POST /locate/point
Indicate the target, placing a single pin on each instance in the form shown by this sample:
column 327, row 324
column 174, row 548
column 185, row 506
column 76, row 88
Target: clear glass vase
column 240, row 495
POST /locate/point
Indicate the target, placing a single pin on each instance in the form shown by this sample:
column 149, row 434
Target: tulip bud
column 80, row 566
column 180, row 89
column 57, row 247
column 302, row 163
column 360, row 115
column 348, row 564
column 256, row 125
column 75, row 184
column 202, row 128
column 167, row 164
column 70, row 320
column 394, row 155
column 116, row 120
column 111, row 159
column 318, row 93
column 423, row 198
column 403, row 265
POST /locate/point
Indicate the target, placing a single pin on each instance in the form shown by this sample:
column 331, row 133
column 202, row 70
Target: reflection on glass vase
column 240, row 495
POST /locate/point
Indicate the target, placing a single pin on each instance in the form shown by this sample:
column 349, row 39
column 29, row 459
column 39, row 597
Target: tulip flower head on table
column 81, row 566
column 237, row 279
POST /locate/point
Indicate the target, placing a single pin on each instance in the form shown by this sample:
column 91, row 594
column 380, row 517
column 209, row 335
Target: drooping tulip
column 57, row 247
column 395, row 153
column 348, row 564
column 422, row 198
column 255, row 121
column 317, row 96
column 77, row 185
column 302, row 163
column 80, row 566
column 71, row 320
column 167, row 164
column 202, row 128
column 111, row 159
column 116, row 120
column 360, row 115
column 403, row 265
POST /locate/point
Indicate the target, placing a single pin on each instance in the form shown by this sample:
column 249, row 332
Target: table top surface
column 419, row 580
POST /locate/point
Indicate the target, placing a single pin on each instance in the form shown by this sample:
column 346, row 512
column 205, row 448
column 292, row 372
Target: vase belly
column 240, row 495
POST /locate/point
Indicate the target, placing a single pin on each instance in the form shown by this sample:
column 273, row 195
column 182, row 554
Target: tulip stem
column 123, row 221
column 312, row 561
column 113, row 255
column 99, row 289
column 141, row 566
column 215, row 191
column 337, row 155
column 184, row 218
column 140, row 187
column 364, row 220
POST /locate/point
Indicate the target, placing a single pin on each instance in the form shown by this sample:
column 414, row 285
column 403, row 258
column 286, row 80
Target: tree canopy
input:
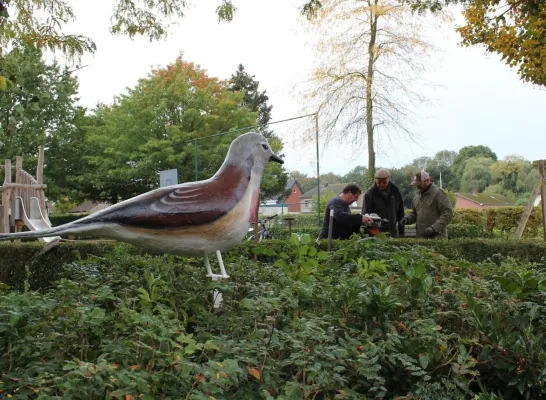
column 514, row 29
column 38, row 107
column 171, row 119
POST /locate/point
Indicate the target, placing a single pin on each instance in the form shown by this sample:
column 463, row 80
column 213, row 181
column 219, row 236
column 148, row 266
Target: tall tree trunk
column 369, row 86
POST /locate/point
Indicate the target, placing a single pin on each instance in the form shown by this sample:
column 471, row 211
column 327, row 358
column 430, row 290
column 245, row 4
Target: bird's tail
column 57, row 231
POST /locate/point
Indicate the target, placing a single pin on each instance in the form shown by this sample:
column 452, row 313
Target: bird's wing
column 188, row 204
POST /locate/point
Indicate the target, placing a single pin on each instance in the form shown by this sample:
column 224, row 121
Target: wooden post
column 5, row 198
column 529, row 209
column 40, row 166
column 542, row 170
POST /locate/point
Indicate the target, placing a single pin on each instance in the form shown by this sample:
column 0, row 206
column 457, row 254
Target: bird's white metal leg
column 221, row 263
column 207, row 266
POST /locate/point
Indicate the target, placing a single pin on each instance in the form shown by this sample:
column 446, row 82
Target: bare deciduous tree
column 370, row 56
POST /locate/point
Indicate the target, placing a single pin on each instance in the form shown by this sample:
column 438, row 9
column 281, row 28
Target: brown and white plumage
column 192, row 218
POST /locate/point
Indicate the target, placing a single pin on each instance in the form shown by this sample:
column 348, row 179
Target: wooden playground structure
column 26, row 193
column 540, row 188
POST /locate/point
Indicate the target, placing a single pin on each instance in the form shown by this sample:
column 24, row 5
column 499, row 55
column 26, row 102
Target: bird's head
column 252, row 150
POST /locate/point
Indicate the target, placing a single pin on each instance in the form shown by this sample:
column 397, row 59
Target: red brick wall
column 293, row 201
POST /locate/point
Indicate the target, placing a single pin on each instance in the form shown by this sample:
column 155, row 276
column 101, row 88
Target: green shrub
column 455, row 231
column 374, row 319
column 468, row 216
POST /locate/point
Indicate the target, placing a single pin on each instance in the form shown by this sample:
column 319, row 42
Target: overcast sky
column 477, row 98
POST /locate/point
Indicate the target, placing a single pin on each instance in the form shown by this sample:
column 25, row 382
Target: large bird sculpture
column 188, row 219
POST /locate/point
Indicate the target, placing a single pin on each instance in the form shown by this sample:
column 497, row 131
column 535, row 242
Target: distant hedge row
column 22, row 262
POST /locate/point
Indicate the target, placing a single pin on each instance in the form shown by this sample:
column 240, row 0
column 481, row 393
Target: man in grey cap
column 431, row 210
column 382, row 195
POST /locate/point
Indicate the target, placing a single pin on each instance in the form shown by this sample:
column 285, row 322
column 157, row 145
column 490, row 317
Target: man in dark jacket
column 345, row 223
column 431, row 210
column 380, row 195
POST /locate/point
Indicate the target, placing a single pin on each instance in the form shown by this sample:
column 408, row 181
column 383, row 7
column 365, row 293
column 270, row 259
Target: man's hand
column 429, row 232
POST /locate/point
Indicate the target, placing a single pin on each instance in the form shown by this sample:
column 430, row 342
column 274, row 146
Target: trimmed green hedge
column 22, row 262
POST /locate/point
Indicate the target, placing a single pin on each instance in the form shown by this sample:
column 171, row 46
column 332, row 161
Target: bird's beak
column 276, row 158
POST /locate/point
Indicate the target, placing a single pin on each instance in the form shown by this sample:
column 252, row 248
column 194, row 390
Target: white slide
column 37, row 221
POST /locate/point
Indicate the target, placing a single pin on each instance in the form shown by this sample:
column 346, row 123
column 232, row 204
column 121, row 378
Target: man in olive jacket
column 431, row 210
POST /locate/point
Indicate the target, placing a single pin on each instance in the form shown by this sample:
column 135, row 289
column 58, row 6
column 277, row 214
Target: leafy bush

*-*-*

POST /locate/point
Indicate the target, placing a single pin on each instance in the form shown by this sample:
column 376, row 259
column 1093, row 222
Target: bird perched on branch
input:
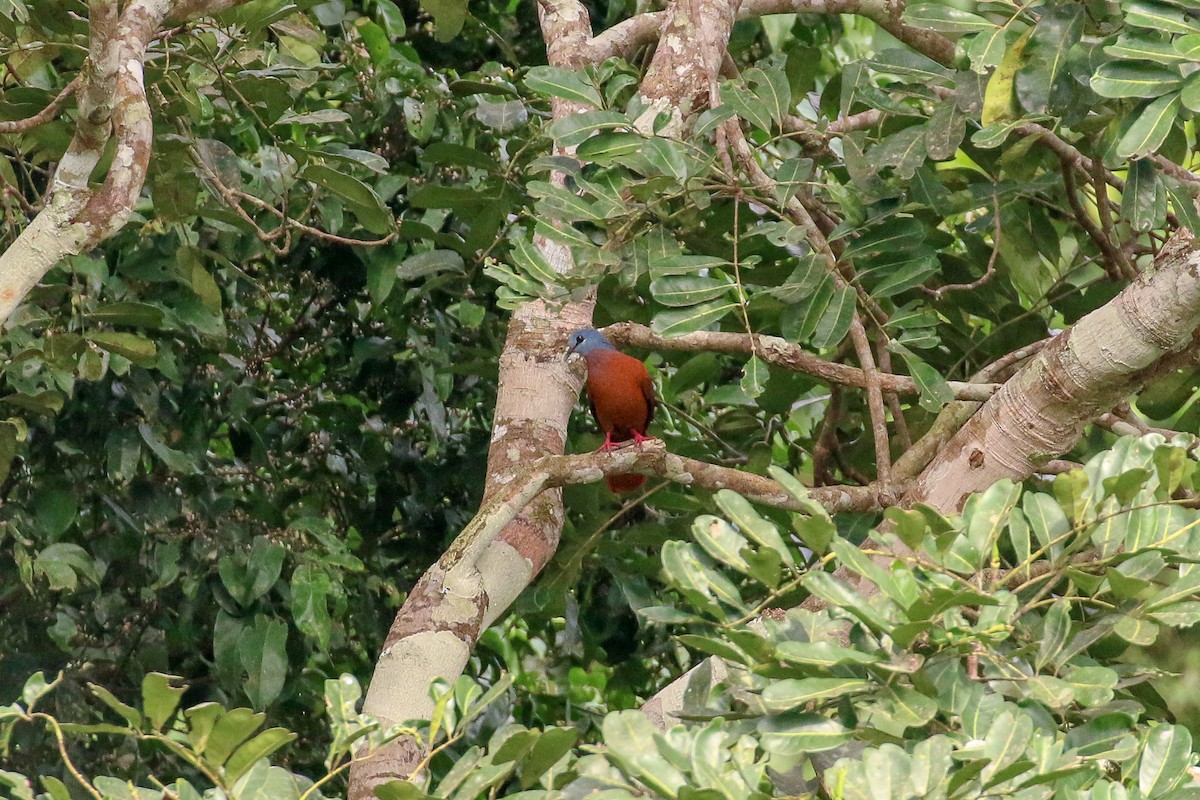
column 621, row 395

*-*-*

__WRITTEN PROBLEM__
Report how many lines of the records above contain the string "table". Case counts, and give only the number.

__SOLUTION FOR THIS TASK__
2